§ TEXT EXCERPT:
· · ·

# John deere loader quick attach adapter



## kshayharvester (Mar 21, 2009)

I was wondering if anyone knows who makes a quick attach adapter for a John Deere 158 loader. Mine has four pins that hold the bucket/bale spike and I would like to mount a quick attach to switch easier. My local dealer can get an aftermarket for like $700 but I should be able to find one cheaper than that I would think. Thanks alot and love this site!


----------



## middleTn (Nov 11, 2009)

dont know if this helps, but i am looking to do the same for my tractor with a set of forks, so i am buying the forks, welding a couple plates across the back, and I will order the retainers, (which hold the top of the bucket to the loader), and I will weld 1 1/8 solid pins to bottom, with a 1/2 hole to hold hitch pin, that will hold the bottom to loader.... I took the part number off my bucket retainer pins 
W42151 and called JD...

to my surprised they are 51.00 each..good luck


----------



## Heyhay..eh (Aug 7, 2009)

Hey guys

My buddy just made me a set of forks for my 541 JD quick attach system.

For the top receiver he used vertical strapping bent over to catch the top of the loader plate and for the pins he used category 2 pins off the shelf. They are assembled to be bolted on so they can be changed in the future. Those pins are like 10 a piece I believe

Take care


----------



## middleTn (Nov 11, 2009)

HeYHaY

cool I have been looking at several ways around the top problems again at 51 each ....ouch...

I was thinking if I took 1/2 flat stock and heated and bent around a pc of roll bar...if under stress it will bend away......have you used yours.what size material did he use for top? do you have a picture you could send me...

thanks


----------



## Heyhay..eh (Aug 7, 2009)

yes I have used mine and it works well. As good as the bucket

Another neighbour with the same loader cut a heavy duty pipe in half and used that as his top receiver then welded a piece of strapping on top to add strength. This seemed to work well as he picked his whole crop with it.

I will get you some pictures of the pallet fork assembly and also of some hay forks I had modified a few years ago by the dealer when I bought my tractor.

Try to get them to you tomorrow

Take care


----------



## johndeere (Oct 31, 2009)

· · ·

§ WHAT TO WORK ON:
Quote the part of the loader adapter thread starting with "dont know if" and going on through "and called JD...".

Records excerpted from a collection
· · ·

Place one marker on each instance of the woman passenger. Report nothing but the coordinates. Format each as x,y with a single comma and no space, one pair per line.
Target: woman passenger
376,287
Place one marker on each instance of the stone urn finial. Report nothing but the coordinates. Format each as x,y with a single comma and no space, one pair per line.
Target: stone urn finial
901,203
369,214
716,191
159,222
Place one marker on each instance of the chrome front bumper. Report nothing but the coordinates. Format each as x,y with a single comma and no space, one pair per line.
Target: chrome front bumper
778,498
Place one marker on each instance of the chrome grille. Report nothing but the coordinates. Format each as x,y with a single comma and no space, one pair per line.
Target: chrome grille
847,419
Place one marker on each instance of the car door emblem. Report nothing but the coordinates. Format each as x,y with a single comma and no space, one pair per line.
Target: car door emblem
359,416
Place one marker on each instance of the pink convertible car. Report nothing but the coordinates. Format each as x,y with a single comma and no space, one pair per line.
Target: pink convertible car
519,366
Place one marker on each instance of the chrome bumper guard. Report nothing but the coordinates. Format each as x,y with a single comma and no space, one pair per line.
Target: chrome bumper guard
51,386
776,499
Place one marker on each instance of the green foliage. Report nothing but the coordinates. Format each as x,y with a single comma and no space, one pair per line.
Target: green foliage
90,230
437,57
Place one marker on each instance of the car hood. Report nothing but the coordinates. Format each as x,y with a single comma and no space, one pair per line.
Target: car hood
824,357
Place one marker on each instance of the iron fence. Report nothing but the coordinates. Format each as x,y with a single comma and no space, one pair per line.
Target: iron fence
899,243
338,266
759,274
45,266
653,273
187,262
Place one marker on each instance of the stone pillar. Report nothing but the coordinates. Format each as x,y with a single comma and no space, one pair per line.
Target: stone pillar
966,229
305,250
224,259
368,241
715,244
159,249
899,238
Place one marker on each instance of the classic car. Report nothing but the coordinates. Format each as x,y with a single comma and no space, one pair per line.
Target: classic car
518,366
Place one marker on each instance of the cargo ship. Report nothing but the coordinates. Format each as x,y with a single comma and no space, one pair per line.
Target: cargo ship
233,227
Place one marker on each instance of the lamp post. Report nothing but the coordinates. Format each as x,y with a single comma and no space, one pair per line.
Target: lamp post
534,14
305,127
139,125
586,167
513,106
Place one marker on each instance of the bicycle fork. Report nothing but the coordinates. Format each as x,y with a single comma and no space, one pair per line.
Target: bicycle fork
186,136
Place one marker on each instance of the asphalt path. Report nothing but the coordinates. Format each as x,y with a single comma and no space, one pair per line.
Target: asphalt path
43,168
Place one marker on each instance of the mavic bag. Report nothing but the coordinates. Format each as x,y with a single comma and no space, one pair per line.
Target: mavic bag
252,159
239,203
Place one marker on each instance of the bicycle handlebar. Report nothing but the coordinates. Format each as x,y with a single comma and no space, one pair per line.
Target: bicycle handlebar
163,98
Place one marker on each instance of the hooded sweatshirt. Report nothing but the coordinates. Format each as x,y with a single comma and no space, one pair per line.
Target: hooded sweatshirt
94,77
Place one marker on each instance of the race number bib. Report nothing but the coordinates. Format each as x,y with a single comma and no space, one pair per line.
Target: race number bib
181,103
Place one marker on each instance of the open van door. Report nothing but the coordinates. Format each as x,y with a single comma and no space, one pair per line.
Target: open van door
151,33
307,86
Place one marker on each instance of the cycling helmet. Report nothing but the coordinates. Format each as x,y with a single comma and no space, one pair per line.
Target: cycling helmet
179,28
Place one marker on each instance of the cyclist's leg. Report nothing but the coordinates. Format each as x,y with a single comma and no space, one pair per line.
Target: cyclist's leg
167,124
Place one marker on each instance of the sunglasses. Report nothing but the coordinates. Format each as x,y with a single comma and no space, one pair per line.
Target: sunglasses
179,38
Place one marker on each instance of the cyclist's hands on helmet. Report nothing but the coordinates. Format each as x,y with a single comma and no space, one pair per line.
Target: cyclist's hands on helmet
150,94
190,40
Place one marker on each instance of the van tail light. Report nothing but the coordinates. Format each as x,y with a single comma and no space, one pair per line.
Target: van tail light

· · ·

§ RESULT OF THE EXERCISE:
dont know if this helps, but i am looking to do the same for my tractor with a set of forks, so i am buying the forks, welding a couple plates across the back, and I will order the retainers, (which hold the top of the bucket to the loader), and I will weld 1 1/8 solid pins to bottom, with a 1/2 hole to hold hitch pin, that will hold the bottom to loader.... I took the part number off my bucket retainer pins 
W42151 and called JD...